*Task to carry out*. Copy nothing but the lines from the one containing "For every instance of the white stone" through the last line of the records, repeated exactly and without pictures.

Point labeling examples:
==========
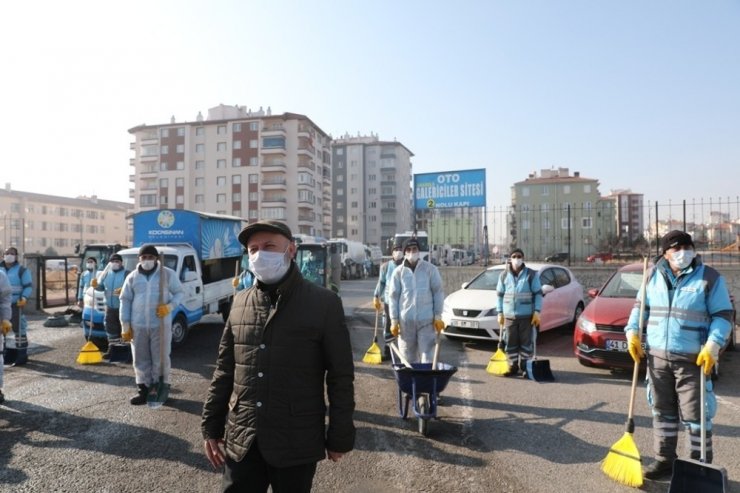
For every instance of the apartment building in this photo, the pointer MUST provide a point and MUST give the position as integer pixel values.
(558, 212)
(240, 162)
(38, 223)
(371, 189)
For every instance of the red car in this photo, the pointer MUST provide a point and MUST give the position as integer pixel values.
(599, 338)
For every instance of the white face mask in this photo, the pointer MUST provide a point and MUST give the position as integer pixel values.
(412, 257)
(680, 259)
(269, 267)
(148, 264)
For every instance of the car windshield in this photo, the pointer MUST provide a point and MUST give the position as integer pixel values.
(623, 285)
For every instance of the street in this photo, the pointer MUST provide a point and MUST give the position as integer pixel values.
(69, 427)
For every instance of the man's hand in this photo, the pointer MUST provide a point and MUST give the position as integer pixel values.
(128, 333)
(708, 356)
(395, 328)
(215, 452)
(376, 303)
(163, 310)
(634, 345)
(334, 456)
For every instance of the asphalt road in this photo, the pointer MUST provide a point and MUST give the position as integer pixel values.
(69, 427)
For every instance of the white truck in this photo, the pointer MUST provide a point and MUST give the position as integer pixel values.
(201, 248)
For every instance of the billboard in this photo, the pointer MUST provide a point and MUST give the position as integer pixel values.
(450, 189)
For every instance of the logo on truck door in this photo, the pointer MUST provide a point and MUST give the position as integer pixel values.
(166, 219)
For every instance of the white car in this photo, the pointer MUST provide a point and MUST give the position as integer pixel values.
(470, 313)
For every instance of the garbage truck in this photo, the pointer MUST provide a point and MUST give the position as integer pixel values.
(204, 251)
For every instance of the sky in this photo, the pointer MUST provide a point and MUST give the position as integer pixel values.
(639, 95)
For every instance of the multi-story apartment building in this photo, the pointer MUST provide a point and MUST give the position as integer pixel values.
(250, 164)
(558, 212)
(371, 189)
(38, 223)
(630, 215)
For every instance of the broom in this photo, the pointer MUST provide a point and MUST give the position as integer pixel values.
(373, 356)
(622, 463)
(498, 364)
(90, 354)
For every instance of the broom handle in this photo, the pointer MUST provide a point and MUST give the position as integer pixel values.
(636, 371)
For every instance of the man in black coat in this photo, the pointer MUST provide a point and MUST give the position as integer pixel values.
(284, 346)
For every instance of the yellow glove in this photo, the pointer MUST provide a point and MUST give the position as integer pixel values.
(635, 347)
(128, 333)
(395, 329)
(708, 356)
(163, 310)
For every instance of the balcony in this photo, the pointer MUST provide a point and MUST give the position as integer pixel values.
(273, 165)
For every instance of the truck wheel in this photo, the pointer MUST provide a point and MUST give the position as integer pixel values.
(179, 330)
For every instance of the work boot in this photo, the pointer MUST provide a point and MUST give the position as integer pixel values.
(659, 469)
(140, 398)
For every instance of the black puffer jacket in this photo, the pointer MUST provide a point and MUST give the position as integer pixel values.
(273, 364)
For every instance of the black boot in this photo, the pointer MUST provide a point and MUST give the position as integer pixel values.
(140, 398)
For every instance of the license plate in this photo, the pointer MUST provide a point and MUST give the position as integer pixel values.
(468, 324)
(619, 345)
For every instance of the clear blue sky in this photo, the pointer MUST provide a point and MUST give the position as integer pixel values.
(640, 95)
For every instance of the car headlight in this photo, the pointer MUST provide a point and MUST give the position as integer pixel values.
(586, 325)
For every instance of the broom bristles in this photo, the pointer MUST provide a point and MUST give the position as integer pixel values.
(498, 364)
(622, 463)
(373, 356)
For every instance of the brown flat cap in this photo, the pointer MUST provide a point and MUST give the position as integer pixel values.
(269, 226)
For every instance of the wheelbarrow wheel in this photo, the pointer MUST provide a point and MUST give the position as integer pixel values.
(423, 403)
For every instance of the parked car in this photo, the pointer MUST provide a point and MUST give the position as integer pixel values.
(599, 258)
(470, 313)
(599, 338)
(557, 257)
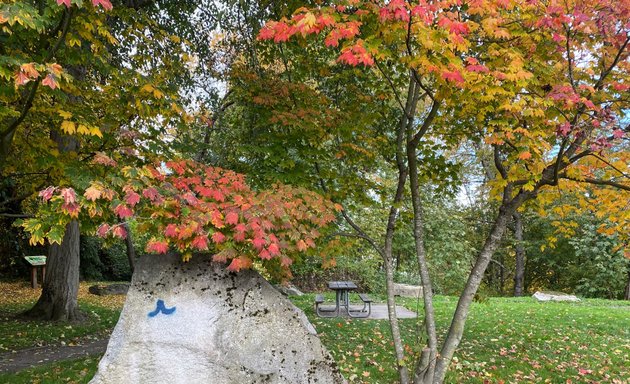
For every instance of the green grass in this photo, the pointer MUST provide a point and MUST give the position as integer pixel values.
(70, 371)
(17, 333)
(507, 340)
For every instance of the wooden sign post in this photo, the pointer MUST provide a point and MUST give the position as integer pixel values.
(36, 262)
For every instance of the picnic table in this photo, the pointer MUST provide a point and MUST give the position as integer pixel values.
(342, 301)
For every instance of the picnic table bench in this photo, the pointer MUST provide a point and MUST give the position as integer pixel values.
(342, 300)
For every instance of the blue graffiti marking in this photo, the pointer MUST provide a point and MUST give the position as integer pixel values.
(161, 308)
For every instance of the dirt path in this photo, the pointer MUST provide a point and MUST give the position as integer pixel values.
(32, 357)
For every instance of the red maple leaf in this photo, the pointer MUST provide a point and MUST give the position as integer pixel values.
(218, 237)
(102, 230)
(201, 242)
(258, 242)
(273, 249)
(150, 193)
(453, 76)
(155, 246)
(47, 193)
(132, 198)
(69, 196)
(171, 231)
(264, 254)
(123, 211)
(119, 231)
(50, 81)
(231, 218)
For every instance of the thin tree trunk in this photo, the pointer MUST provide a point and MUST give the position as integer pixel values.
(131, 251)
(403, 372)
(456, 330)
(425, 368)
(627, 295)
(519, 274)
(58, 300)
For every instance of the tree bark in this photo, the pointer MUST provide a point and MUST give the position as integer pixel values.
(61, 285)
(519, 274)
(131, 251)
(627, 295)
(456, 330)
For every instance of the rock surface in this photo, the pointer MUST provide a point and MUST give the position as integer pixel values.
(111, 289)
(554, 296)
(196, 322)
(406, 290)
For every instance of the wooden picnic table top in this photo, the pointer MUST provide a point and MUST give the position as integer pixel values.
(342, 285)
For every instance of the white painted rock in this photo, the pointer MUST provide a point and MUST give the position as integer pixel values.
(554, 296)
(196, 322)
(406, 290)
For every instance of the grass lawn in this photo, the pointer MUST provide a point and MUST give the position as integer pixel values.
(507, 340)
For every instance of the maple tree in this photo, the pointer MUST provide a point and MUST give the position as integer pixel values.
(484, 66)
(191, 208)
(87, 77)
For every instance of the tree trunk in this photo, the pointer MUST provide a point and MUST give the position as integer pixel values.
(456, 330)
(627, 295)
(61, 285)
(131, 251)
(425, 367)
(519, 274)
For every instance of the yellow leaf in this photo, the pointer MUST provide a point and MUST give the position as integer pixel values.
(68, 127)
(94, 131)
(83, 129)
(64, 114)
(148, 88)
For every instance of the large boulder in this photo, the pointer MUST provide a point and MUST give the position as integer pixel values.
(289, 290)
(406, 290)
(196, 322)
(554, 296)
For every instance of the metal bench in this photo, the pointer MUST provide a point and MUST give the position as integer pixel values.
(367, 307)
(319, 300)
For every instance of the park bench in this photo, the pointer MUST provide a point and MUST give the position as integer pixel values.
(367, 306)
(319, 300)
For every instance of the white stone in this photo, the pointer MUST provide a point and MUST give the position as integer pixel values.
(226, 328)
(554, 296)
(406, 290)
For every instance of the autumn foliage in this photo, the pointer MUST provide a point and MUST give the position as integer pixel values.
(189, 207)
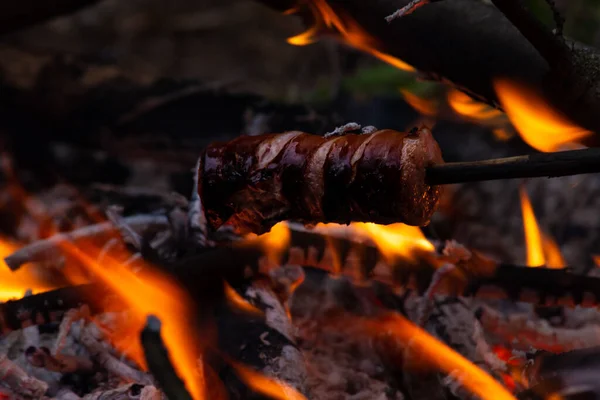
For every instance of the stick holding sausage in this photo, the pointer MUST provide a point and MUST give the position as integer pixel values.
(253, 182)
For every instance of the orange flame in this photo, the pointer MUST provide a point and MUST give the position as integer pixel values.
(351, 33)
(439, 356)
(14, 284)
(155, 294)
(238, 301)
(275, 242)
(263, 384)
(541, 249)
(466, 106)
(540, 125)
(396, 241)
(427, 107)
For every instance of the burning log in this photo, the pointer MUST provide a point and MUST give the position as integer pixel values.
(91, 339)
(251, 183)
(42, 358)
(20, 15)
(19, 381)
(38, 251)
(158, 361)
(561, 163)
(506, 42)
(524, 332)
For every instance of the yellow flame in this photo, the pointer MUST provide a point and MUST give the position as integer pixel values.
(238, 301)
(538, 123)
(351, 33)
(156, 294)
(14, 284)
(435, 354)
(422, 105)
(541, 249)
(396, 241)
(466, 106)
(268, 386)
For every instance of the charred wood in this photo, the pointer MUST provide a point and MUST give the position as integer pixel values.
(19, 381)
(38, 251)
(310, 178)
(562, 163)
(22, 14)
(470, 44)
(48, 307)
(157, 358)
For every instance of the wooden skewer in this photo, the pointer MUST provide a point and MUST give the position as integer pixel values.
(561, 163)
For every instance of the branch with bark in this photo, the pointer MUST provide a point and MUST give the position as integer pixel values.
(470, 44)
==========
*Solved exercise*.
For every instance of the white stone in this photo, the pointer MUST provide a point and MUST give the position as integer pixel values.
(226, 328)
(554, 296)
(406, 290)
For every instance of the autumn foliage in this photo, the pointer MUST provide a point and MUST give the position as integer pixel values.
(189, 207)
For every instance of the stick holding sausage in this photo, the pointer MUST provide a point and MUST give the position as integer pixel values.
(253, 182)
For every instance of the orange flame in this photo, the pointer MUST provide a point and MUST give the position as integer pixel values.
(351, 33)
(439, 356)
(14, 284)
(155, 294)
(238, 301)
(275, 242)
(263, 384)
(541, 249)
(466, 106)
(540, 125)
(396, 241)
(427, 107)
For every instance of the burning log in this photo, the pointer MUST provide a point and MUST give the position as integer pixel values.
(91, 339)
(251, 183)
(42, 358)
(20, 15)
(19, 381)
(38, 251)
(158, 361)
(561, 163)
(506, 42)
(524, 332)
For every instance of the yellow flame in this photo, the pointer MUST provide a point and MUST give the position as integer pixel values.
(238, 301)
(538, 123)
(351, 33)
(156, 294)
(14, 284)
(435, 354)
(422, 105)
(541, 249)
(396, 241)
(466, 106)
(268, 386)
For every instance of the charred wood in this photo, the pointer MUST provide a point and MUST give the position as integer pixel values.
(19, 381)
(38, 251)
(310, 178)
(562, 163)
(22, 14)
(470, 44)
(48, 307)
(157, 358)
For every instance of the wooden skewer in this photo, the pointer MUST provide a point and MUST give the position as integer pixel values.
(561, 163)
For every instance of the branch with bark in this photo, the pointer MUST provide a point and MUST give the position as integer pixel values.
(470, 44)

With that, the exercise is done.